>> START
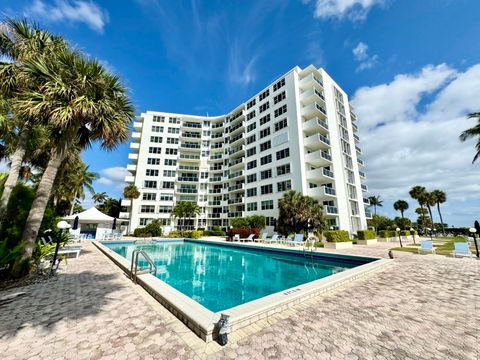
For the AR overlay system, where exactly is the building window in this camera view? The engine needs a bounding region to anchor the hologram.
[273,78,285,91]
[247,147,257,157]
[247,160,257,170]
[142,193,157,201]
[274,104,287,117]
[260,127,270,139]
[258,101,270,113]
[260,114,270,126]
[262,200,273,210]
[260,154,272,165]
[277,164,290,176]
[163,181,175,189]
[277,148,290,160]
[247,122,257,132]
[247,99,256,110]
[260,140,272,152]
[247,203,257,211]
[258,89,270,101]
[277,180,292,192]
[260,169,272,180]
[273,91,287,104]
[145,169,158,176]
[247,188,257,197]
[260,184,273,195]
[275,118,288,131]
[140,205,155,214]
[143,180,157,189]
[147,158,160,165]
[247,174,257,184]
[247,110,255,120]
[148,146,162,154]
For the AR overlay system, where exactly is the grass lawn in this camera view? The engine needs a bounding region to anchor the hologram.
[390,236,475,255]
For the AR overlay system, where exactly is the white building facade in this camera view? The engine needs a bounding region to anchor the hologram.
[120,65,369,233]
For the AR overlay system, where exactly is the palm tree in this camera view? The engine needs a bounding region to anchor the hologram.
[14,43,134,272]
[393,200,408,219]
[430,190,447,236]
[0,19,66,219]
[460,112,480,164]
[92,192,108,204]
[409,185,427,231]
[123,184,140,200]
[368,195,383,215]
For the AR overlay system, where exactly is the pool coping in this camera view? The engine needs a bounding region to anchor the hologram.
[92,239,393,342]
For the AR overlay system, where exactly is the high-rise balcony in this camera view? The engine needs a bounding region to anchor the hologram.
[302,102,327,119]
[303,134,330,150]
[303,117,328,135]
[305,150,332,166]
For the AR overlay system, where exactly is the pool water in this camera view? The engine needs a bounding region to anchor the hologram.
[103,241,369,312]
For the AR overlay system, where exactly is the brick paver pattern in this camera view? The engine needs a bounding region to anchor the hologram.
[0,239,480,360]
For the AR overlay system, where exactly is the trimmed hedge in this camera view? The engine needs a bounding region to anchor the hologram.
[378,230,398,238]
[168,230,203,239]
[323,230,350,242]
[357,230,377,240]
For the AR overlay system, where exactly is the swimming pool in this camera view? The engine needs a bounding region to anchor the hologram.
[105,241,368,312]
[93,239,389,342]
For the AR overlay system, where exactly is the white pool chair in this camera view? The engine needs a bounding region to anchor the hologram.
[452,242,473,257]
[418,240,435,254]
[287,234,303,246]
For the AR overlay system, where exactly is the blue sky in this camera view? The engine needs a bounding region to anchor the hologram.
[1,0,480,226]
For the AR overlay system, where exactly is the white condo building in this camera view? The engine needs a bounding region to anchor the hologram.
[120,65,369,232]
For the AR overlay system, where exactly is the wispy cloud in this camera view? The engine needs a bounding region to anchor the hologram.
[24,0,109,33]
[352,41,378,71]
[303,0,385,21]
[352,64,480,225]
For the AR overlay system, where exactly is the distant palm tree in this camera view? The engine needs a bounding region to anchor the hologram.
[409,185,428,231]
[92,192,108,204]
[430,190,447,235]
[393,200,408,219]
[460,112,480,164]
[368,195,383,215]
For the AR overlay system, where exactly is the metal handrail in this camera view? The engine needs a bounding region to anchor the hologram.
[130,249,157,284]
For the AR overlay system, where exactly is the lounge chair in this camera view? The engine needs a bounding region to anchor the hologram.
[452,242,473,257]
[287,234,303,246]
[418,240,435,254]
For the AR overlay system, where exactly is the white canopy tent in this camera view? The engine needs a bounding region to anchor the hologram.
[63,207,120,239]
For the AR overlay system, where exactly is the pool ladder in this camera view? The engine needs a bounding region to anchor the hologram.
>> END
» Description of the task
Resize the stretch from the line containing "For the AR overlay system, where exactly is the swimming" through the line containing "[93,239,389,342]", both included, and reproduce only those lines, requests included. In the answers, multiply every bounding-box coordinate by 2.05 and round each to the nearest whole number, with halves rounded up.

» Answer in full
For the AR overlay system, where exactly is the swimming pool in this camera view? The engine needs a bounding region to anchor the hologram.
[215,494,754,640]
[191,490,797,701]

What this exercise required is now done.